[Dataset records]
--------------------------------
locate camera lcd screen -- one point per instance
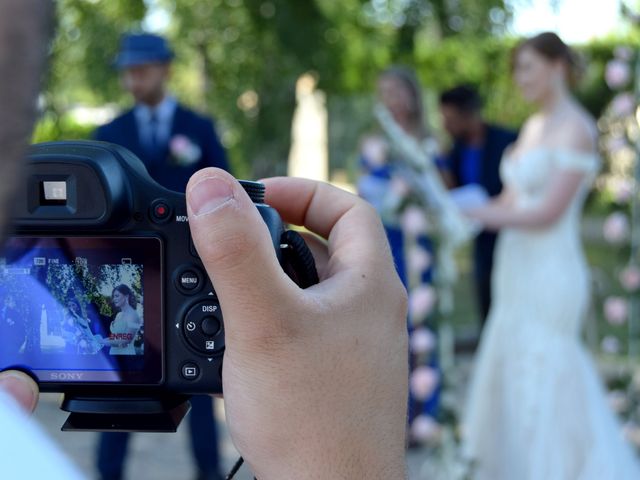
(82, 309)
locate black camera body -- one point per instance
(102, 276)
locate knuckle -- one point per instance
(229, 250)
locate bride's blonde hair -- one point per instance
(551, 47)
(408, 79)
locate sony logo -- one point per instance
(66, 376)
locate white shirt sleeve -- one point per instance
(26, 451)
--------------------------------
• WHAT YOU ARE ASKED TO DO: Leave out the pictures and return the rest of the records exactly.

• TASK RESPONSE:
locate camera lcd screen -- one point per instance
(82, 309)
locate black camera body -- one point per instance
(102, 276)
locate knuckle -- one point per instance
(229, 250)
locate bride's blonde hair -- one point per instance
(551, 47)
(408, 79)
locate sony logo -- one point per instance
(66, 376)
locate white shirt sleeve -- one point per instance
(26, 451)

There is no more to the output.